Ещё у Дмитрия Михайловича появился сын. И это уж особое счастье! Ко всем академическим заслугам, наградам, книгам. А семья — совершенно особенное.

Интересно, что коллеги, обсуждая один из материалов Дмитрия Михайловича, указали, что историков много, но не так много историков, о которых можно сказать: Наш. Это заключается не только в сотрудничестве, но и во взглядах на исторические факты.

Поздравляем с юбилеем! И желаем здоровья, мира в семье, крепкого дружеского плеча и новых открытий!

Ну а ещё есть хорошая статья 2017 года, которую мы решили привести целиком. Почему? По простой причине — тут выражено кредо исследователя. Цит. по Володихин Д.М. Ремесло историка: Вольные историософские эссе. М.: «Анни Арт центр», 2018. С. 82—127.

Алексей Сидельников, Михаил Тренихин

Володихин Д.М.

Ремесло историка: Вольные историософские эссе

 

«ПЕРЬЯ НА ШЛЯПАХ».
Историческое просвещение и историческая беллетристика

Созданные талантливыми писателями исторические романы, снятые талантливыми режиссерами исторические фильмы, висящие в музеях и на выставках исторические полотна кисти талантливых художников порой отпечатывают в сознании у массовой аудитории сюжеты и вещный мир прошлого намного прочнее, нежели тексты ученых и популяризаторов исторической науки.

Несмотря на то что учебник — владыка массовых представлений об истории, огромная часть образованного класса России знает историю всё же не по учебникам для школы и вуза, а по романам. Французскую историю — по книгам Александра Дюма и Мориса Дрюона, древнегреческую — по Мэри Рено и Любови Воронковой, древнеегипетскую — по Ивану Ефремову, древнеримскую — по Рафаэлло Джованьоли, английскую и шотландскую — по Вальтеру Скотту. Столетняя война отразилась в умах постольку, поскольку прочитан «Белый отряд» Артура Конан Дойля, а война Алой и Белой Розы — потому что есть «Черная стрела» Роберта Льюиса Стивенсона. И так далее…

Точно так же собственную историю русский образованный человек весьма часто помнит в первую очередь по художественной литературе и воспринимает ее через призму классических романов: «Петр I» и «Хождение по мукам» Алексея Николаевича Толстого, «Смерть Вазир-Мухтара» Юрия Тынянова, «Батый» Василия Яна, «Русь изначальная» Валентина Иванова, цикл Дмитрия Балашова о князьях Калитичах… Уж не говоря о том, что багровый лик Пугачевщины проступает в сознании миллионов русских сквозь благородный образ Петруши Гринева!

§ **Строки набора данных**
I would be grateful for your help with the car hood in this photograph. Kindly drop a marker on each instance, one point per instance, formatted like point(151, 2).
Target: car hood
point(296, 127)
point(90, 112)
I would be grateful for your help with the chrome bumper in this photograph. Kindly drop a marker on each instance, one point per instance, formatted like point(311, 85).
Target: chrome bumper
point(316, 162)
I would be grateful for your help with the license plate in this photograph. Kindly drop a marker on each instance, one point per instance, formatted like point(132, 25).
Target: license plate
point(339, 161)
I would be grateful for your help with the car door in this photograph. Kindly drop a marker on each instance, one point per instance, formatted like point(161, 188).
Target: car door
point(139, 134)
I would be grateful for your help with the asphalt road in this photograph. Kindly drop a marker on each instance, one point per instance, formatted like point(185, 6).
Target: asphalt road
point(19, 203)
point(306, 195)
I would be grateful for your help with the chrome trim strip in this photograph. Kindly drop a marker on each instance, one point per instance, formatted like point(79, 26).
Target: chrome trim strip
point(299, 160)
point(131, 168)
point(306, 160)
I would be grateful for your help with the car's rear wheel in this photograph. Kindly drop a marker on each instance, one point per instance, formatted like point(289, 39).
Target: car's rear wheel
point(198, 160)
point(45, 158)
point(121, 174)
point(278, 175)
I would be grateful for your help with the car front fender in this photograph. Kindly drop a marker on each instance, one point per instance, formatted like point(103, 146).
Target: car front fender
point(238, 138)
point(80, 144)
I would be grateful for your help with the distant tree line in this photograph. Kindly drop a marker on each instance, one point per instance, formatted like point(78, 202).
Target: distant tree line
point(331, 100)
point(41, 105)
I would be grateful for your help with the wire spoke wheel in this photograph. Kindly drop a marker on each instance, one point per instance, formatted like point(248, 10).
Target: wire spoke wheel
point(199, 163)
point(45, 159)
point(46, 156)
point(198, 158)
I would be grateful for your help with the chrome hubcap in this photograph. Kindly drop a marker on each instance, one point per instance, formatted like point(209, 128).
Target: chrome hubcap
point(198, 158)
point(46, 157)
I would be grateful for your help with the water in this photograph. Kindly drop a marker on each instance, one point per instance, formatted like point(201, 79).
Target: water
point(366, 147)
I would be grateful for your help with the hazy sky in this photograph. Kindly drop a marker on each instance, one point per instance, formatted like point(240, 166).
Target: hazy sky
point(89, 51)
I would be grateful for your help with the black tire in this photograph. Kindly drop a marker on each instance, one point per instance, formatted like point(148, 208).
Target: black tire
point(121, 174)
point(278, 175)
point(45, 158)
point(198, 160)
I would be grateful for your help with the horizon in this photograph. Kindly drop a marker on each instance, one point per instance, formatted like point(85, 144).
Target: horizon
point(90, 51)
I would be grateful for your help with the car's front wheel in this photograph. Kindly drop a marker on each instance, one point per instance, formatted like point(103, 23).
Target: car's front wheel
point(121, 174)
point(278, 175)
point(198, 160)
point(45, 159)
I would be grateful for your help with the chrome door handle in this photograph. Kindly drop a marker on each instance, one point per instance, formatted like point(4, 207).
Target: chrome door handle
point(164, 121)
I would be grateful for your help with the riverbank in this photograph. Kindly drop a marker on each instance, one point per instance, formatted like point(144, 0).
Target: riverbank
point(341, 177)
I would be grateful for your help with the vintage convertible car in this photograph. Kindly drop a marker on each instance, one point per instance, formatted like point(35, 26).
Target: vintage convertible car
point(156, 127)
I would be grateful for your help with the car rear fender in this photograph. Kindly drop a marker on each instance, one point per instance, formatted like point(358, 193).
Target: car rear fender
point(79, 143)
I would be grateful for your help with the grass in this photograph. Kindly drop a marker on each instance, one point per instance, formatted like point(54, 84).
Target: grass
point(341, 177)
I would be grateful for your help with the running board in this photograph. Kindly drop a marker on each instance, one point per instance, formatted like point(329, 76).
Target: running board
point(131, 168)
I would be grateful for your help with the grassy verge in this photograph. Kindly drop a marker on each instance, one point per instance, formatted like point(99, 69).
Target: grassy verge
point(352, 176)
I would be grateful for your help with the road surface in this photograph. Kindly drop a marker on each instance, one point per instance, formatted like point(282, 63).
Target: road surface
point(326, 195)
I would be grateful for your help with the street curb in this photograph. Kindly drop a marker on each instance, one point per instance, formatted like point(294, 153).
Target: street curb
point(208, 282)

§ **Условие задания**
Чьи романы, согласно исходному тексту, формируют у образованных россиян представление о древнеримской истории?

§ **Ответ к заданию**
Романы Рафаэлло Джованьоли.